TEKS BACAAN:
• • • • • • •
Penulis : Sudarmawan juwono
Etika
rekayasa arsitektur adalah suatu aktivitas manusia yang menempatkannya pada
upaya kreatif memenuhi kebutuhan tempat tinggal manusia yang didasarkan konsep
filosofi moral dengan muatan nilai sosial serta kerangka nilai intelektual.
Dalam perspektif etika berdasarkan agama Islam, maka proses berpikit tersebut
memerlukan pemahaman secara kritis baik secara moral dan praktis atas landasan
ideologis mengenai kehidupan ini serta hubungan manusia dengan sang Khaliknya.
Hal ini menunjukkan bahwa aktivitas tersebut tidak hanya harus
dipertanggungjawabkan secar moral dengan hubungan antar manusia maupun
lingkungan tetapi juga dikaitkan dengan keberadaan manusia sebagai hamba-Nya.
• • • • • • •
DATA ITEM:

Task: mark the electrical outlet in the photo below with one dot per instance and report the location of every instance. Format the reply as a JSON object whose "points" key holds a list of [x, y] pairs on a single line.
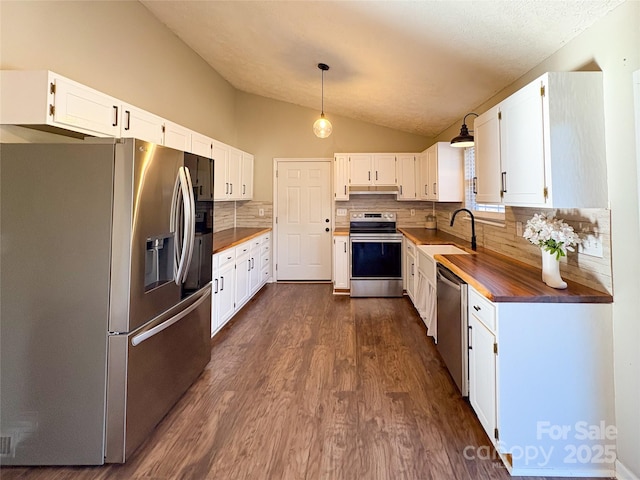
{"points": [[519, 229], [591, 244]]}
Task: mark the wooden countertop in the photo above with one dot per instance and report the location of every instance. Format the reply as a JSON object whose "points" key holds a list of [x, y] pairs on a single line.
{"points": [[232, 237], [501, 278]]}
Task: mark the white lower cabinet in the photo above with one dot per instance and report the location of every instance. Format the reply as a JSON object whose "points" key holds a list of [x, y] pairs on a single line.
{"points": [[482, 370], [541, 384], [410, 268], [224, 268], [238, 274], [341, 262]]}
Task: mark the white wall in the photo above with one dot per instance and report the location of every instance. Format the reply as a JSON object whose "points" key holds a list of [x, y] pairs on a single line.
{"points": [[613, 46]]}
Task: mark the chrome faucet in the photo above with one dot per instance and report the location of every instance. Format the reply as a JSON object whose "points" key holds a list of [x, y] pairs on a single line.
{"points": [[473, 225]]}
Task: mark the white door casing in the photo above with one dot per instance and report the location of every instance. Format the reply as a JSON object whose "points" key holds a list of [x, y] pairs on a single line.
{"points": [[303, 219]]}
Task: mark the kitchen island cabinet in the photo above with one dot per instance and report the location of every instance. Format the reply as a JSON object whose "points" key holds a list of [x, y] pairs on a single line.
{"points": [[541, 383]]}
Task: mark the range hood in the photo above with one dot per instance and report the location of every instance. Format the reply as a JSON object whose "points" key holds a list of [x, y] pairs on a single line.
{"points": [[374, 190]]}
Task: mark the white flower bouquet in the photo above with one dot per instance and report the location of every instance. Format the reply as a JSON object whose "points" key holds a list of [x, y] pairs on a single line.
{"points": [[551, 234]]}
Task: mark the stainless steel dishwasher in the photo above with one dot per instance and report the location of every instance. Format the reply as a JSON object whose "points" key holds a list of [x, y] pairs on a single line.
{"points": [[452, 326]]}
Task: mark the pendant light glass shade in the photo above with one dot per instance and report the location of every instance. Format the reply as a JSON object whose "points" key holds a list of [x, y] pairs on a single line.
{"points": [[465, 139], [322, 127]]}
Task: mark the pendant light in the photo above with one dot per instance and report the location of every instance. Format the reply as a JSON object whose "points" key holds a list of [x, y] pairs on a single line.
{"points": [[465, 139], [322, 127]]}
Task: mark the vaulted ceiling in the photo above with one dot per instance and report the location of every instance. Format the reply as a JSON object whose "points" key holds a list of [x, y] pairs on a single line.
{"points": [[415, 66]]}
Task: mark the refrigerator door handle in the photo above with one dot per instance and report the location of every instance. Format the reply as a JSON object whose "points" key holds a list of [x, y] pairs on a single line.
{"points": [[182, 213], [190, 221], [138, 339]]}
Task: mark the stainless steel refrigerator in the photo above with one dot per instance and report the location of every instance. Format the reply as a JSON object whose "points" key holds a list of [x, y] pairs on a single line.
{"points": [[98, 336]]}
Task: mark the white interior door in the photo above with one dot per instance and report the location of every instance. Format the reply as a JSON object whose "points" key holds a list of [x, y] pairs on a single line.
{"points": [[304, 220]]}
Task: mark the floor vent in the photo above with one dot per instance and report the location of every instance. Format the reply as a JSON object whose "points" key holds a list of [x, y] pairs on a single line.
{"points": [[5, 446]]}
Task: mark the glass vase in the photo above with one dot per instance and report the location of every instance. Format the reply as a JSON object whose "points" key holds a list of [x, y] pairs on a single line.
{"points": [[551, 270]]}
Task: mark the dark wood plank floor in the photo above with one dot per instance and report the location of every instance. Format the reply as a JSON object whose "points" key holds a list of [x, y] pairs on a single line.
{"points": [[306, 385]]}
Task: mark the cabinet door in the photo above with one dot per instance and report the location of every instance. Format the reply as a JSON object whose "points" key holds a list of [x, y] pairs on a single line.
{"points": [[220, 171], [201, 145], [522, 147], [136, 123], [341, 262], [432, 173], [384, 170], [80, 106], [423, 177], [410, 271], [482, 375], [255, 264], [486, 132], [235, 174], [247, 176], [226, 292], [407, 177], [176, 136], [360, 167], [341, 177]]}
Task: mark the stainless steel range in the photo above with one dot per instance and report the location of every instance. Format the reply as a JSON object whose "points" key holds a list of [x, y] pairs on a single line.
{"points": [[376, 255]]}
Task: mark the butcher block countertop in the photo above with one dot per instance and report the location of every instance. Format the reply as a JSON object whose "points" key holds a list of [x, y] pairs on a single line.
{"points": [[232, 237], [501, 278]]}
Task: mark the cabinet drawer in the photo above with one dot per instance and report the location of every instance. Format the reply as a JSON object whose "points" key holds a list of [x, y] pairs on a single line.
{"points": [[482, 309], [226, 257], [242, 249]]}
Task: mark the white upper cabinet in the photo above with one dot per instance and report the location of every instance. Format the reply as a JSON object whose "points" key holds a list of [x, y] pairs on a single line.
{"points": [[233, 173], [552, 146], [341, 177], [137, 123], [201, 145], [486, 132], [441, 173], [372, 169], [220, 169], [406, 166], [45, 98], [360, 167]]}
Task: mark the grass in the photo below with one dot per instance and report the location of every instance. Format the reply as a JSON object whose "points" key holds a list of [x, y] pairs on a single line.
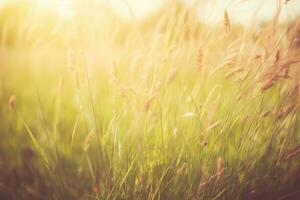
• • • • • • •
TUGAS A: Sunting bagian teks bacaan dari "Penulis : Sudarmawan" sampai "kerangka nilai intelektual." dengan mengganti "kreatif" menjadi "inovatif".
TUGAS B: Menurut teks bacaan, upaya kreatif dalam rekayasa arsitektur didasarkan pada konsep apa?
Item-item ini tidak berkaitan dengan teks bacaan.

JAWABAN LATIHAN A:
Penulis : Sudarmawan juwono
Etika
rekayasa arsitektur adalah suatu aktivitas manusia yang menempatkannya pada
upaya inovatif memenuhi kebutuhan tempat tinggal manusia yang didasarkan konsep
filosofi moral dengan muatan nilai sosial serta kerangka nilai intelektual.

JAWABAN LATIHAN B: Konsep filosofi moral dengan muatan nilai sosial serta kerangka nilai intelektual.